=== DATA SUPPLIED ===
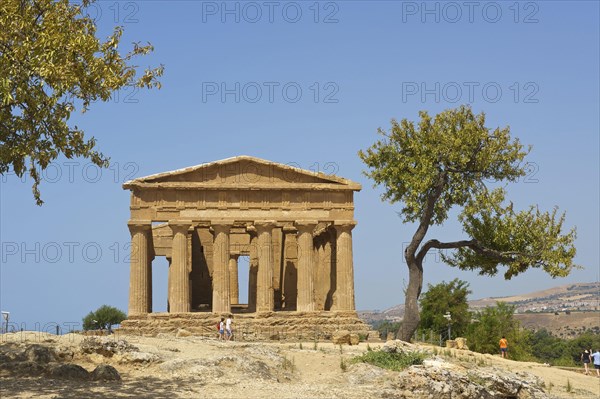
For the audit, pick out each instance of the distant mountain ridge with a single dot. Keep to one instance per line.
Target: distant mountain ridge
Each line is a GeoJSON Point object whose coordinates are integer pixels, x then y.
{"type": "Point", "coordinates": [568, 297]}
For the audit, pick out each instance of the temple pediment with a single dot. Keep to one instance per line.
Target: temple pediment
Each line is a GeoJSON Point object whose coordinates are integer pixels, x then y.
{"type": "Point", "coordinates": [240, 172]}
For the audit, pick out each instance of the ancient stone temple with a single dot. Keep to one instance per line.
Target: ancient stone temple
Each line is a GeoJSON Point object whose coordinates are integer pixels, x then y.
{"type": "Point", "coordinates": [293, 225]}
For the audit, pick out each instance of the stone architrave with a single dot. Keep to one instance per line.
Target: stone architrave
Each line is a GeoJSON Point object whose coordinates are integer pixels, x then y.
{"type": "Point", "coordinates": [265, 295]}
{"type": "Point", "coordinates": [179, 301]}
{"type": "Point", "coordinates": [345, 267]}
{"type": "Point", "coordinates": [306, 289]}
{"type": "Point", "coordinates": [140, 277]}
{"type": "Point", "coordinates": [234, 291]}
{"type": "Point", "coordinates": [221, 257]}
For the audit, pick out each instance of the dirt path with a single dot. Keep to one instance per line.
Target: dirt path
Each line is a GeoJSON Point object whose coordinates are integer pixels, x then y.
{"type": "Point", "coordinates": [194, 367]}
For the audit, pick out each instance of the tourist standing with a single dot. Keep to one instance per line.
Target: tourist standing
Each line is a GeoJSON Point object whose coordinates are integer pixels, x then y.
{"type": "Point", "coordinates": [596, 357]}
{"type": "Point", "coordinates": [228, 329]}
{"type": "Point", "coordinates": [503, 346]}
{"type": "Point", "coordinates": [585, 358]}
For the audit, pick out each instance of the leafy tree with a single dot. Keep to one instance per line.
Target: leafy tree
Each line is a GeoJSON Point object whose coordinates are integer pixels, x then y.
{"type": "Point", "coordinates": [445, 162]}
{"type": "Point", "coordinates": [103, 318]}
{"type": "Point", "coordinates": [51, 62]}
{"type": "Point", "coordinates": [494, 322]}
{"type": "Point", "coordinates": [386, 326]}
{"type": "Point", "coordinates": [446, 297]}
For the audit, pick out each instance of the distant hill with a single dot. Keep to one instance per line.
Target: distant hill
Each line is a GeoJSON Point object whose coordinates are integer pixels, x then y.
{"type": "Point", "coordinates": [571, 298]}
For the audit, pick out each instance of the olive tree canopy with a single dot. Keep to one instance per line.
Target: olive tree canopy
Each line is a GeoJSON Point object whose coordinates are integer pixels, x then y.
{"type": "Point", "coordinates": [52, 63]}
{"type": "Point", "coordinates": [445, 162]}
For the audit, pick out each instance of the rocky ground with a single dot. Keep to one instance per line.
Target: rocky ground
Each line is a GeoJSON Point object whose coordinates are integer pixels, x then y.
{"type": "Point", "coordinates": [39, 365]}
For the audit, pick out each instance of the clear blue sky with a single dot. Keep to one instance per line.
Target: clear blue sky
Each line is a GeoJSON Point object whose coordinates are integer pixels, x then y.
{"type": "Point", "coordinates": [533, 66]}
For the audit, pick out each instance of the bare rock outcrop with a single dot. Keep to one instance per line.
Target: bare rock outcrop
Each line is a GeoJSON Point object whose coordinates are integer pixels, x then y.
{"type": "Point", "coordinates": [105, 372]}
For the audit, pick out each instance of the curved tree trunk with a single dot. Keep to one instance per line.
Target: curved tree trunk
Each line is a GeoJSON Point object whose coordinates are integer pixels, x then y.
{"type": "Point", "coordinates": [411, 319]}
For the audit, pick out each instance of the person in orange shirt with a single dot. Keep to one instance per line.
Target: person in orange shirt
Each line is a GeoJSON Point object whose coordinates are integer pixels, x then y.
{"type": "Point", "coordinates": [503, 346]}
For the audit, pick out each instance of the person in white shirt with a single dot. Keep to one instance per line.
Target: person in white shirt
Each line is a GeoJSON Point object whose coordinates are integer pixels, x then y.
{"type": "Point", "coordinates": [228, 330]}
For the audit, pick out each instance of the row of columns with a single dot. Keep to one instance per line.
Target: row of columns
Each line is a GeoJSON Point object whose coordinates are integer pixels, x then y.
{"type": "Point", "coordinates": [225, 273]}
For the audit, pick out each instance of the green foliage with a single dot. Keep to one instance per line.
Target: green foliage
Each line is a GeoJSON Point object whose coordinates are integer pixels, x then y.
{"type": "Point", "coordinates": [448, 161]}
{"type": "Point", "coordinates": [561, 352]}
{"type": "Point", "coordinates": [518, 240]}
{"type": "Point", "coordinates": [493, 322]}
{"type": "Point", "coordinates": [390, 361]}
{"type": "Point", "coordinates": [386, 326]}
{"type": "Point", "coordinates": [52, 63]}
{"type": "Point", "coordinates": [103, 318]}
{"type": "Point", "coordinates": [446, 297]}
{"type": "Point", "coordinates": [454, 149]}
===
All of the records should be set down exactly, minus the pictures they hold.

For the audit, pick out each instance of the distant mountain ridge with a single dot. Keep to one instance per line.
Target: distant mountain ridge
Each line is a GeoJSON Point object whose coordinates are integer pixels, x then y.
{"type": "Point", "coordinates": [568, 297]}
For the audit, pick out each instance of the temple pediment with a single dot. Keep to one instance per line.
Target: temple pediment
Each line is a GeoJSON Point object whose coordinates are integer pixels, x then y.
{"type": "Point", "coordinates": [240, 172]}
For the audit, pick out each instance of the ancient stone temple with a single dot. Keep to one instance per line.
Target: ancient stone temple
Each line is a GeoJSON Point object whose coordinates are integer pixels, x then y.
{"type": "Point", "coordinates": [293, 225]}
For the audit, pick out each instance of the stone architrave with a single dot. Keep to one instance per line.
Target: stone architrave
Each line is a GeoJSON Point object whose coordinates are integer pixels, x then y.
{"type": "Point", "coordinates": [265, 295]}
{"type": "Point", "coordinates": [179, 301]}
{"type": "Point", "coordinates": [345, 267]}
{"type": "Point", "coordinates": [306, 289]}
{"type": "Point", "coordinates": [140, 277]}
{"type": "Point", "coordinates": [234, 291]}
{"type": "Point", "coordinates": [221, 257]}
For the audit, pick out each instance of the dirt path with a single dot. Keep to one instance per line.
Target: dirt path
Each line is a GeoJSON Point object whose coordinates are integer pixels, x then y.
{"type": "Point", "coordinates": [194, 367]}
For the audit, pick out each instance of the tourist standing with a single dot. Keep to one instance per line.
Target: tourist standing
Each line is a GeoJSON Point object whose coordinates are integer pixels, x then y.
{"type": "Point", "coordinates": [596, 357]}
{"type": "Point", "coordinates": [228, 329]}
{"type": "Point", "coordinates": [503, 346]}
{"type": "Point", "coordinates": [585, 358]}
For the audit, pick out each instance of the leafy tree with a single dot. Keep to one instance per line.
Target: leafy tree
Each line is a GeoJSON Point object whose coordinates are integer pixels, x then y.
{"type": "Point", "coordinates": [445, 162]}
{"type": "Point", "coordinates": [103, 318]}
{"type": "Point", "coordinates": [51, 62]}
{"type": "Point", "coordinates": [494, 322]}
{"type": "Point", "coordinates": [386, 326]}
{"type": "Point", "coordinates": [446, 297]}
For the audit, pick out each instance of the distant hill with a single dot. Keep to one instance per line.
Target: distant hill
Each line is a GeoJSON Point object whose coordinates are integer pixels, x then y.
{"type": "Point", "coordinates": [571, 298]}
For the audit, pick out each instance of the olive tree canopy with a single dot. Keep to one instance per line.
Target: olive tree canopy
Each line is a GeoJSON Point object whose coordinates are integer pixels, x then y.
{"type": "Point", "coordinates": [52, 63]}
{"type": "Point", "coordinates": [445, 162]}
For the audit, pick out each instance of the rocky ground with a single dot. Keep to one instance per line.
Target: rocky ground
Each line is a GeoJSON Point object whose coordinates are integer pixels, x then y.
{"type": "Point", "coordinates": [39, 365]}
For the audit, pick out each instance of the clear blue sky with a single dot. Keep to one instance per line.
Target: clear blue sky
Each line is a GeoJSON Point object whose coordinates are integer pixels, x then y.
{"type": "Point", "coordinates": [533, 66]}
For the audit, pick out each instance of the bare rock outcrop with a single dot. Keep to one instance per line.
Target: bare rock outcrop
Each line is a GeoJSON Point object whose coordinates are integer pixels, x then y.
{"type": "Point", "coordinates": [105, 372]}
For the audit, pick out each instance of the curved tree trunk with a single dot. Keep to one instance per line.
Target: curved tree trunk
Each line is a GeoJSON Point object whose coordinates are integer pixels, x then y.
{"type": "Point", "coordinates": [411, 319]}
For the audit, pick out each instance of the person in orange shirt with a single dot. Keep to one instance per line.
Target: person in orange shirt
Each line is a GeoJSON Point object whose coordinates are integer pixels, x then y.
{"type": "Point", "coordinates": [503, 346]}
For the audit, pick out each instance of the person in white shirt with a single dot. Keep to one instance per line.
Target: person in white shirt
Each line is a GeoJSON Point object whose coordinates are integer pixels, x then y.
{"type": "Point", "coordinates": [228, 330]}
For the audit, pick out each instance of the row of columns with a single dot. Keep to one instance per line.
Target: row of columns
Each line is a GeoJSON Point object whose coordinates are integer pixels, x then y.
{"type": "Point", "coordinates": [225, 273]}
For the audit, pick out each instance of the green foliage with a single dot. Keep to one instance per line.
Target: green foliage
Each line is a GeoJSON Point object whose coordinates are integer pixels, x then y.
{"type": "Point", "coordinates": [448, 161]}
{"type": "Point", "coordinates": [561, 352]}
{"type": "Point", "coordinates": [518, 240]}
{"type": "Point", "coordinates": [493, 322]}
{"type": "Point", "coordinates": [390, 361]}
{"type": "Point", "coordinates": [386, 326]}
{"type": "Point", "coordinates": [52, 63]}
{"type": "Point", "coordinates": [103, 318]}
{"type": "Point", "coordinates": [446, 297]}
{"type": "Point", "coordinates": [454, 149]}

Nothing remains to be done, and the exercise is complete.